BRIEF A: In the blog post about teaching Sunday School, which words does the writer say they came face-to-face with? List each one.
BRIEF B: Check each statement against the blog post about teaching Sunday School: (i) The writer taught a 6th grade Sunday School class. (ii) The writer started reading the Bible in the 1990s. (iii) The writer found the church's teaching exciting. For each, answer yes or no and quote the words from the post that decide it.
BRIEF C: Pick up the blog post about teaching Sunday School after its last sentence and carry it forward.

[start TEXT PROVIDED]

Wednesday, April 20, 2011

1991-'92 Splitting Hairs

My home in Heaven
(According to one of my Sunday School kids)
These days were God and my deepest moments. They were also the days of personal introspection. I believed it was my job as a parent to teach my children moral and ethical values. But first they had to be defined for me. These were the times I came face-to-face with words like Ignorance vs. Innocence, Judgment, and Devotion. In the end my beating heart towards God was broken by man, but I strengthened it with more God.  

 I was fully committed to my 6th grade Sunday School class which kept me focused on the youth at church. I was also teaching a Bible study at my house that included older youth group teens. Eventually most of the teens coming were past Sunday School students. I had a good foundation with the Bible because I'd been reading it since the 70s, and the more I researched for my lessons, the more I questioned what I was being taught at church. The truth was, I was bored with all the repetitiveness and generalizations. I began studying theologies from around the world to see if they had any validity. 


Presbyterians have teachings about God that are good but a little one-sided. This opinion of mine came out in my home Bible studies. For example I had a hard time with the once-saved-always-saved theory mixing with freewill. I questioned how spiritual gifts look in the light of predestination. I cheered for the antihero. I discarded whining pray-for-me people. And I defined Missionaries differently. I'm also so confused about the End Times that I only know it's coming. But, what really sent me to the "pray for her" group was my studies of other religions. I went to great lengths trying understand the other side of things, and it eventually got me in trouble with a lot of people.

[end TEXT PROVIDED]
[start GIVEN ENTRIES]

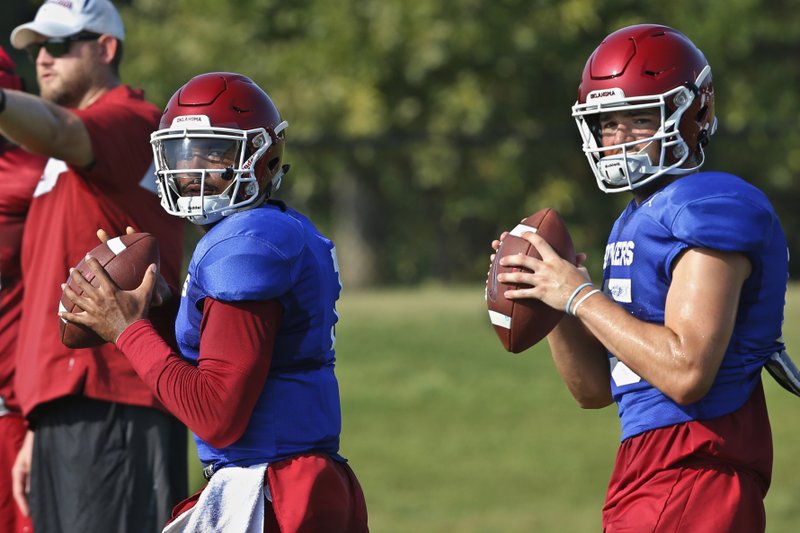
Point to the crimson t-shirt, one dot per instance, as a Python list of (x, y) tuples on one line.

[end GIVEN ENTRIES]
[start GIVEN ENTRIES]

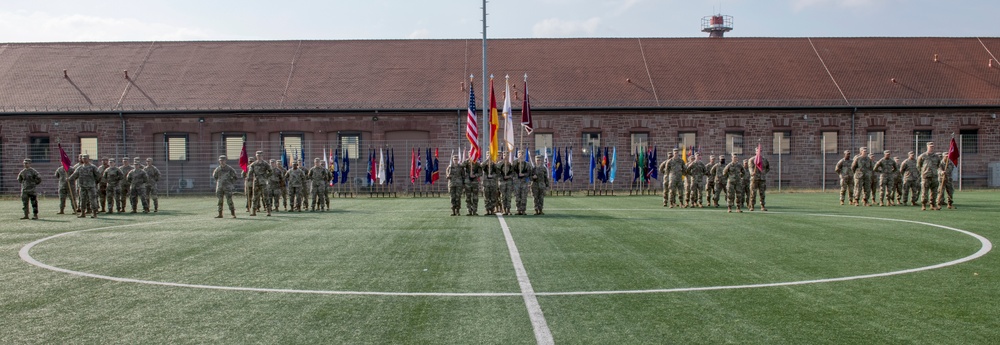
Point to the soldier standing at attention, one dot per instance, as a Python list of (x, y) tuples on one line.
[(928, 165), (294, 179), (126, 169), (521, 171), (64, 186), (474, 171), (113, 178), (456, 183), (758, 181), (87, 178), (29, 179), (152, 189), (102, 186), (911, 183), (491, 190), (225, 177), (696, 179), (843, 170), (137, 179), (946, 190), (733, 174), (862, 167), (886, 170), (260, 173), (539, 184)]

[end GIVEN ENTRIES]

TASK RESULT A: Ignorance, Innocence, Judgment, Devotion

TASK RESULT B:
(i) Yes: "I was fully committed to my 6th grade Sunday School class"
(ii) No: "I'd been reading it since the 70s"
(iii) No: "I was bored with all the repetitiveness and generalizations."

TASK RESULT C:
The Gate

When I started studying Jehovah Witnesses and Mormonism I'd invite the door knockers in to have a chat. I would listen to them share their salvation message then I'd ask questions. I found that they gave a lot of programed responses, much like the ones Christian give when they don't read the Bible on their own.

For starters I had a hard time understanding the JW's concept of Heaven... 

                                  The resurrection will reunite relatives with their loved ones

Believe it or not, it was pictures like this one in their Watchtower magazines that got me thinking the JW's don't understand the Bible's concept of spiritual beings which Jesus spoke of:
Matthew 22:29 But Jesus answered and said to them, "You are mistaken, (V)not understanding the Scriptures nor the power of God. 30"For in the resurrection they neither (W)marry nor are given in marriage, but are like angels in heaven.
One day I simply asked. "In the afterlife does the age you are resurrected with remain the same for all eternity? And with 2 out of 3 marriages ending in divorce, which family are we talking about?" Then we'd compare Bible translations. I realized how different their Bible was compared to every other Bible I had in the house...and I had quite a few. I quickly noticed that Jesus wasn't even close to the same guy in their translation. I found that interesting. 
Then I chatted with the Mormons.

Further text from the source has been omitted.